Some records:
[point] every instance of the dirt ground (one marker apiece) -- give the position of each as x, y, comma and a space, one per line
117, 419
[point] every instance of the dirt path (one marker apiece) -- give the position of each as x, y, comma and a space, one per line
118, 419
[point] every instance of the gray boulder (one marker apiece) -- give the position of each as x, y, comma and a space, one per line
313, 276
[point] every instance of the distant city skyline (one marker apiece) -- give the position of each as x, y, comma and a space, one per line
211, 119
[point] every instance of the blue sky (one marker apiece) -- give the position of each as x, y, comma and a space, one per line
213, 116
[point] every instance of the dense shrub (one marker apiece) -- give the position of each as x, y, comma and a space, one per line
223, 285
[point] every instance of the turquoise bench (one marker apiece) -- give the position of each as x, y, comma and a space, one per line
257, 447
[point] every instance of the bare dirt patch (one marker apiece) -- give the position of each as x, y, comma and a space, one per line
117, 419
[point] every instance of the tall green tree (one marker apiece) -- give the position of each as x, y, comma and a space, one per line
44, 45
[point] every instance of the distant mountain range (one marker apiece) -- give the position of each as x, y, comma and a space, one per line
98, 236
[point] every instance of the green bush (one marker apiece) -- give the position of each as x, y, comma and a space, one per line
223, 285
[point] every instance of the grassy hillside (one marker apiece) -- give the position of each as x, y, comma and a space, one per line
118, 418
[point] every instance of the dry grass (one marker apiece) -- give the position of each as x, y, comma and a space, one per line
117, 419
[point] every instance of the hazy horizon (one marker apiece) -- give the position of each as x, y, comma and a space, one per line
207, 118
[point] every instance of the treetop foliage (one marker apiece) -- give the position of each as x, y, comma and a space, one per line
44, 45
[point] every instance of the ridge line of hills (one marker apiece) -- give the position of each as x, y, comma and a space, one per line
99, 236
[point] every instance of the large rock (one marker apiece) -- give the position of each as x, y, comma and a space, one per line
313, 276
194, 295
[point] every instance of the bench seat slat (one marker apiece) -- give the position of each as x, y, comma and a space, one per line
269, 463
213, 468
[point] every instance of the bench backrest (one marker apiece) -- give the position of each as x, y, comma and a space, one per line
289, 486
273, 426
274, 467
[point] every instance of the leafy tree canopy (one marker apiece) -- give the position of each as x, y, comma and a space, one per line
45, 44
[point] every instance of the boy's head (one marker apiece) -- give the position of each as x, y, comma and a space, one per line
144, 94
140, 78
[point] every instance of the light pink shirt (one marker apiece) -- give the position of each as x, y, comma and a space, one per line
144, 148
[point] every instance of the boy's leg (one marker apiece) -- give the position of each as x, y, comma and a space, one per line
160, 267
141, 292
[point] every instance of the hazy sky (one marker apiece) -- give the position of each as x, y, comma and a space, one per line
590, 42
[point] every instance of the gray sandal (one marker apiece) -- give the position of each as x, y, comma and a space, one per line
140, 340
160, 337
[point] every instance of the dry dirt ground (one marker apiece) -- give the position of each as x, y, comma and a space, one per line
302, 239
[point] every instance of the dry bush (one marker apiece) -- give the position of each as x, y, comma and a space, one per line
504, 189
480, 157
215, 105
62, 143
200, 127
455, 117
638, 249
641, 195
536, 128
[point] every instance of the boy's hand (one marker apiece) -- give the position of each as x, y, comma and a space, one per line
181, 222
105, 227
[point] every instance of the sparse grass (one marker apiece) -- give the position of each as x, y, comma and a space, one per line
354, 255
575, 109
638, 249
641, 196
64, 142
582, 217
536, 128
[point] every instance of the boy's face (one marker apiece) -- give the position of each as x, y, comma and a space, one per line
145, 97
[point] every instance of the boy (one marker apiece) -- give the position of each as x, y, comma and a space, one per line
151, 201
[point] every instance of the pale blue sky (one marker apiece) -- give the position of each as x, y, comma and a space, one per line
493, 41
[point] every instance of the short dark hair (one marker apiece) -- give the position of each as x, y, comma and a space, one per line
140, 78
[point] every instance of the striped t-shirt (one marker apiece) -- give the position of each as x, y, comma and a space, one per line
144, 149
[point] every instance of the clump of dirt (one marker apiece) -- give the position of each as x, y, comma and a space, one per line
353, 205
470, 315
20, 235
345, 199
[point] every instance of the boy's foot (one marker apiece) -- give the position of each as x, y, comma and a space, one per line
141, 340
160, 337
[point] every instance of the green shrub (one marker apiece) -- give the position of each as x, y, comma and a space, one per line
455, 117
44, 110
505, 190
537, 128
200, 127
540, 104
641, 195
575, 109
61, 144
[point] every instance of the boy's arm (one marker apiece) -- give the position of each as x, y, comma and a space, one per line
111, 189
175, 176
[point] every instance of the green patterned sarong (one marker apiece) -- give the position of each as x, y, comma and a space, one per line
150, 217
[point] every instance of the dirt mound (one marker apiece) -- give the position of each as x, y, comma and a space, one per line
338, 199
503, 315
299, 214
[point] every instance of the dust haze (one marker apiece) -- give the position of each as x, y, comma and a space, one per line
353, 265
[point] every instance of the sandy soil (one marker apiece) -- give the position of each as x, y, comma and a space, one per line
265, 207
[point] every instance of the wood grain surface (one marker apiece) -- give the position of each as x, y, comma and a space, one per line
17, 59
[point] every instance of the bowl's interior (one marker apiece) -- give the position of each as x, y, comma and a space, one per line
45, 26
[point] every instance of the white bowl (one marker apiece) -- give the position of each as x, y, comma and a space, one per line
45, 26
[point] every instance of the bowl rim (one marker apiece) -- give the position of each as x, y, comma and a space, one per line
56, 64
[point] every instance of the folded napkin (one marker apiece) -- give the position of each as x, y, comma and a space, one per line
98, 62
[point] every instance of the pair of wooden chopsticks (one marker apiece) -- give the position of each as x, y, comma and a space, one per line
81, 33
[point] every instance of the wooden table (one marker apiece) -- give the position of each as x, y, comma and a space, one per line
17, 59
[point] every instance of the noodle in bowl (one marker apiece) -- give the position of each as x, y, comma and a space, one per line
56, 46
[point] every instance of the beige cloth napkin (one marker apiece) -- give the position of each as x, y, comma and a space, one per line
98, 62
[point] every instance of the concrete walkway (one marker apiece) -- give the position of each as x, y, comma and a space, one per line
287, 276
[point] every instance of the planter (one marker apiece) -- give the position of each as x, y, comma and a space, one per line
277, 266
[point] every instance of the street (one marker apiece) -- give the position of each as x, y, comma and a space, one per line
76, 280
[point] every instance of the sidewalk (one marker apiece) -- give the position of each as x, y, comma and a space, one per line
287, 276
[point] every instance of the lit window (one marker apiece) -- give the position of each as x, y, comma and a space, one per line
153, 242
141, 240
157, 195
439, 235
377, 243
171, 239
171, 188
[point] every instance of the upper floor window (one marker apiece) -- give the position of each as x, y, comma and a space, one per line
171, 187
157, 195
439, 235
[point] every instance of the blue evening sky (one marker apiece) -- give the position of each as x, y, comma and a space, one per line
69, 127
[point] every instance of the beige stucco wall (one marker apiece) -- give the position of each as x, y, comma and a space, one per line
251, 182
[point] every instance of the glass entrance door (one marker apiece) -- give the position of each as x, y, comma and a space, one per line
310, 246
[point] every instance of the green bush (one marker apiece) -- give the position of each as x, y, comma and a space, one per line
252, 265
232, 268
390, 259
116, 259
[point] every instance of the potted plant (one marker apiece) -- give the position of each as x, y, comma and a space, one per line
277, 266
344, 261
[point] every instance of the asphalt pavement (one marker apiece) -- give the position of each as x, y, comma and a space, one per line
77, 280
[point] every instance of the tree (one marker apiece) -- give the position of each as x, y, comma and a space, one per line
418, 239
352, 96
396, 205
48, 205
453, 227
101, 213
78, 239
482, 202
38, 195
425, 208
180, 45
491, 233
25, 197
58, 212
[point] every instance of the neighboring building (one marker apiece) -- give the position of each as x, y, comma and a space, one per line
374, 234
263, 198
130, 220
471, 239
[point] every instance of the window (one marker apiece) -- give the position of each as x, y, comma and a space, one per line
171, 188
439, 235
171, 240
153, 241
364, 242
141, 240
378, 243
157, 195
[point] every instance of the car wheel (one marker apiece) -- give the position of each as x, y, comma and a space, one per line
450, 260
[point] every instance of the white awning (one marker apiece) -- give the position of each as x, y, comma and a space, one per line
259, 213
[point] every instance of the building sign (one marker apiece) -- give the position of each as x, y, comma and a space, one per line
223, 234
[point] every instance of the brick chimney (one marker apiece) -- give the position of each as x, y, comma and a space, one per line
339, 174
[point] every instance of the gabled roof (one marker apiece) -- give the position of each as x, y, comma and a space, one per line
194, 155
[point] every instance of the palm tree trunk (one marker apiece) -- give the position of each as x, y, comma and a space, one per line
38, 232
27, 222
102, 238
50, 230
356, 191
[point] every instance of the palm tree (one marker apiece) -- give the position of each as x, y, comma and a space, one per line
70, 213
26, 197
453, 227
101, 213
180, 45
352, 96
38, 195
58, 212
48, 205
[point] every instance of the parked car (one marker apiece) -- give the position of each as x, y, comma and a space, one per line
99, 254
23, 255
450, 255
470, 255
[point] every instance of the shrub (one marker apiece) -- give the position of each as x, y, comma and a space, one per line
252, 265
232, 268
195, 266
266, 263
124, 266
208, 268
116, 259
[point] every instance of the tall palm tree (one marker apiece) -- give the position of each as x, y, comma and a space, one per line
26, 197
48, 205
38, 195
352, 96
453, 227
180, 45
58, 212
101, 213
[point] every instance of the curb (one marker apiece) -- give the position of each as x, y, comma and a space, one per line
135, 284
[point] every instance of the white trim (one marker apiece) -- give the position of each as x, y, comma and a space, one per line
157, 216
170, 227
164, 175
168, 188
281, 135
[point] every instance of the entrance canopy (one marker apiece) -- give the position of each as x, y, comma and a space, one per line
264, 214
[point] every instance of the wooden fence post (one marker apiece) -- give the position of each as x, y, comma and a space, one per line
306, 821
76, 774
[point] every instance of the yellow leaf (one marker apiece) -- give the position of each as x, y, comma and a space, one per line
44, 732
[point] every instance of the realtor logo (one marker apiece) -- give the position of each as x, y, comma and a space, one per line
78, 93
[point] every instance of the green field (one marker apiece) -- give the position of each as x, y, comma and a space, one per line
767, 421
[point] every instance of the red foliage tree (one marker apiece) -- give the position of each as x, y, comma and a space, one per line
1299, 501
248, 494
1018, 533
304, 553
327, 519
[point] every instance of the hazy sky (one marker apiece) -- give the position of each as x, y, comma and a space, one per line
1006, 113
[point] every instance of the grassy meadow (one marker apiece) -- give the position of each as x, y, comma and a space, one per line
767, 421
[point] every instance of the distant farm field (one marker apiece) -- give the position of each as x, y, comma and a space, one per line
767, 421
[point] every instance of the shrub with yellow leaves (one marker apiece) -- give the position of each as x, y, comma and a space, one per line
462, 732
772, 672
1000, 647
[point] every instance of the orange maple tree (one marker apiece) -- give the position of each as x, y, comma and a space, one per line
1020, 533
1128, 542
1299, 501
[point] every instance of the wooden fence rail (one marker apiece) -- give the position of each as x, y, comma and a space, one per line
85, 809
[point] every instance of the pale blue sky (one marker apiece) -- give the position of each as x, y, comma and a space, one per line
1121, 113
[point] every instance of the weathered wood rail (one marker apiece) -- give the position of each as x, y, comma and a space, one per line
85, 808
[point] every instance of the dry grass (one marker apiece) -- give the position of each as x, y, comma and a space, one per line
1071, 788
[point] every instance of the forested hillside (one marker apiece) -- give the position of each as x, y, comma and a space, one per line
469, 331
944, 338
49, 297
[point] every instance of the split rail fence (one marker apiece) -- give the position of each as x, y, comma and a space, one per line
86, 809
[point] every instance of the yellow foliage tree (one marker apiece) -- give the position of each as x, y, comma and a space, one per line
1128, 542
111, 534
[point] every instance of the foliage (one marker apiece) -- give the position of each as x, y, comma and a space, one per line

**Set problem**
Rewrite the records from the line that has "[point] every instance of the forested" through the end, putting "wooden fence" in place of "split rail fence" and keeping everything else unchanged.

**Result**
[point] every instance of the forested hillside (one marker apiece) -- give the position of each as x, y, comma and a space, one per line
469, 331
944, 338
49, 297
[point] every instance of the wooden fence (one marker apiece) -- give the position of each as x, y, comma and a space, one per line
86, 809
[point] every instance of the yellow foliage tree (one marker apiece) -- give the position of each as x, y, comma and a space, one per line
1128, 542
111, 534
[point] every instance of the foliage (one marker apiece) -- give the position of each as x, y, comma and a space, one per line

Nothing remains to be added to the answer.